──────── Extrait fourni
À l’appel de la Conférence internationale des barreaux, une
centaine d'avocats parisiens se sont mobilisés vêtus de leurs robes noires
vendredi 17 mai, à la suite de la vague d’arrestations
de leurs confrères tunisiens opposés à la politique du président Kaïs Saïed. L’ensemble de la profession a appelé à la « libération
sans conditions » des avocats, des magistrats mais aussi des journalistes
maintenus en détention en Tunisie.
« Nous sommes tous
des avocats tunisiens ! », « Libérez les avocats ! » ont scandé au mégaphone,
vendredi 17 mai, les robes noires munies de banderoles, lors du rassemblement
en soutien aux défenseurs des droits en Tunisie, place André Tardieu, à Paris.
Huit organisations d’avocats, dont la Conférence
internationale des barreaux (CIB) qui réunit les barreaux de 40 pays
francophones, avaient appelé dans un
communiqué à une mobilisation, à la suite de l'interpellation musclée, le 11
mai, de l’avocate et chroniqueuse tunisienne
Sonia Dahmani.
Une semaine auparavant,
l’avocate avait été convoquée pour
comparaître devant un juge d’instruction
pour des propos ironiques formulés sur un plateau de télévision, au sujet de la
situation politique dans le pays. Alors qu’elle s’était
réfugiée dans la Maison de l’avocat de
Tunis, Sonia Dahmani a été violemment arrêtée par des hommes encagoulés devant
les caméras
de la chaîne France 24.
L'opposante au régime du
président tunisien Kaïs Saïed, fait aujourd’hui l’objet de poursuites pénales sur la base d’un
décret qui criminalise les « rumeurs et fausses nouvelles ». C’est dans ces circonstances tendues que le surlendemain,
le 13 mai, l’avocat à Tunis Mehdi Zagrouba a lui aussi été interpellé de façon
brutale à l’intérieur de la Maison de l’avocat. Emmené en garde à vue, il aurait été victime de
tortures durant sa détention selon l’Ordre
national des avocats de Tunisie.
« Un palier a été franchi
»
« Le
barreau français est évidemment traversé ce matin par une immense vague d'indignation alors que plusieurs dizaines d'avocats
tunisiens sont toujours, à l'heure où nous
parlons, emprisonnés, poursuivis, harcelés dans l'exercice
de leur fonction. Cette crise sans précédent dans l'histoire
de la Tunisie révèle la gravité de la détérioration de l'État
de droit à l'œuvre depuis maintenant 2021 », a prononcé d’un
ton urgent, Julie Couturier, présidente du Conseil national des barreaux (CNB),
aux côtés de représentants de
différents ordres, d’associations
d’avocats et de syndicats de la
corporation.
────────────────
──────── Les données
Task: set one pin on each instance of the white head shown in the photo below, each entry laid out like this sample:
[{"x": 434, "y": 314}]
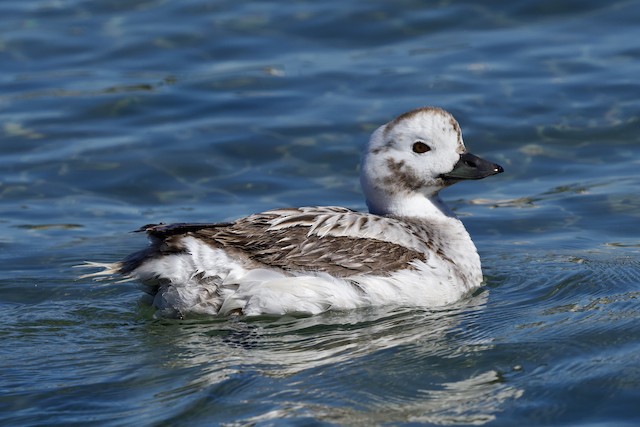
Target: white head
[{"x": 411, "y": 158}]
────────────────
Poursuivez l'article sur le rassemblement des avocats à Paris en soutien à leurs confrères tunisiens, juste après sa dernière phrase.

« Il
est absolument certain aujourd'hui qu'un palier
a été franchi et nous ne pouvons évidemment pas l'accepter »,
a-t-elle continué avant de « demander solennellement aux autorités
tunisiennes de libérer sans conditions nos confrères et les journalistes détenus
».
Pour
Paul-Albert Iweins, ancien président du CNB et actuel co-président d’Avocats sans frontières France, association qui « intervient
dans tous les pays pour la défense des droits de l'homme
et spécifiquement celle des avocats », ce qu’il
se passe actuellement en Tunisie est du « jamais-vu ».
Pire
qu’au temps de Ben Ali
Celui
qui s’est rendu par le passé en Tunisie
comme observateur à des procès « du temps de Ben Ali » a
rappelé à quel point « la profession d'avocat était
respectée ». « On admettait qu'il y ait des gens qui défendent. Aujourd'hui, on n'admet plus, a-t-il poursuivi. Dès que quelqu'un se manifeste pour la défense, il risque la détention,
la torture, c'est le cas des confrères
qui ont été récemment arrêtés. »
Banderole
à la main et les larmes aux yeux, Mohamed Bensaïd, membre du Comité pour le
respect des libertés et des droits de l’homme en
Tunisie s’est dit « fier » de la
solidarité exprimée par les avocats et les barreaux envers leurs confrères. « Ce
qu'il s'est
passé est très grave. La Maison des avocats n'a
jamais été attaquée sous Bourguiba ou sous Ben Ali. Aujourd'hui,
elle a été bafouée par des gens qui n’ont aucune
valeur démocratique et qui ne respectent aucunement tous les traités ratifiés
par l'État tunisien. »
Parmi
ceux-là, la Tunisie a ratifié le Pacte international de 1968 relatif aux droits
civils et politiques, qui protège le droit à la vie, à la liberté de pensée, de
conscience et de religion et l’interdiction
de la détention arbitraire. Le pays a également ratifié la Convention de 1984 contre
la torture et autres peines ou traitements cruels, inhumains ou dégradants.
« Le
président tunisien a pris en main tous les pouvoirs »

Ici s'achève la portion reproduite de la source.